Please gather every line of the items below that contains the word "green" and copy each of those lines.
** start of Provided information **
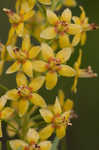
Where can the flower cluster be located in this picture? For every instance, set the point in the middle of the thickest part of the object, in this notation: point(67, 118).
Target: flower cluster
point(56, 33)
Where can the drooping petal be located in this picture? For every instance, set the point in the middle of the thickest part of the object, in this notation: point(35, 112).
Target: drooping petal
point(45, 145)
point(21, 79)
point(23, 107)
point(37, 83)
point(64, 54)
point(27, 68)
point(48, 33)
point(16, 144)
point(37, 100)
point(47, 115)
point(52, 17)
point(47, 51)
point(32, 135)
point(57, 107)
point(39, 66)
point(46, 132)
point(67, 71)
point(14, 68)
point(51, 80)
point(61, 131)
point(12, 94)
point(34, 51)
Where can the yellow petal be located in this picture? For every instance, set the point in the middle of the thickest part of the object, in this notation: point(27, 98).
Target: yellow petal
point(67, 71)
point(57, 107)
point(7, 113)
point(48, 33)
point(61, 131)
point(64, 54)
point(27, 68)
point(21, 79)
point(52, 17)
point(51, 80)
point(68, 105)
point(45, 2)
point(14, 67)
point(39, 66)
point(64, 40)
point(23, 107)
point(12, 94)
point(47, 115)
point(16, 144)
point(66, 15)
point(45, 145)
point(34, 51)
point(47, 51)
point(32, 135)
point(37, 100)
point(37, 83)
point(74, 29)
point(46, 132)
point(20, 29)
** end of Provided information **
** start of Provided information **
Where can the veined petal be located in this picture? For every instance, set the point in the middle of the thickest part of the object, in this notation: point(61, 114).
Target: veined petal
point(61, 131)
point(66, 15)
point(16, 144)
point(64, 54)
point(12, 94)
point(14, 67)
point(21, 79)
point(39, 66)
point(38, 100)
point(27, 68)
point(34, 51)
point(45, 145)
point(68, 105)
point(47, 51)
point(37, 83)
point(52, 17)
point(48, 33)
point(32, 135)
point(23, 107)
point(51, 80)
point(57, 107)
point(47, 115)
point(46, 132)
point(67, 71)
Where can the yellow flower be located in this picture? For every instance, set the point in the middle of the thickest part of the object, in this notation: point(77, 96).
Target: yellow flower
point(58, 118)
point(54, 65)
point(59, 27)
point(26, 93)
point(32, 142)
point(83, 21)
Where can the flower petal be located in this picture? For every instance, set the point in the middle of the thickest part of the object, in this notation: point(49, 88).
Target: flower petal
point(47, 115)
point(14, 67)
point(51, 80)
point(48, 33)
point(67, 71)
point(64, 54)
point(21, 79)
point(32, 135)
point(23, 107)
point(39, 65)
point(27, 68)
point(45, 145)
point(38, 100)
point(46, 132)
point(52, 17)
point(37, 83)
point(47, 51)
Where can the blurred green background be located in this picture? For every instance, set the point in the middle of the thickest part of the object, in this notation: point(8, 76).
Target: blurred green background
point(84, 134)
** end of Provided information **
Written answer
Where can the blurred green background be located in this picture? For every instance, set the point in the middle of the thickest part of the object, in this notation: point(8, 76).
Target: blurred green background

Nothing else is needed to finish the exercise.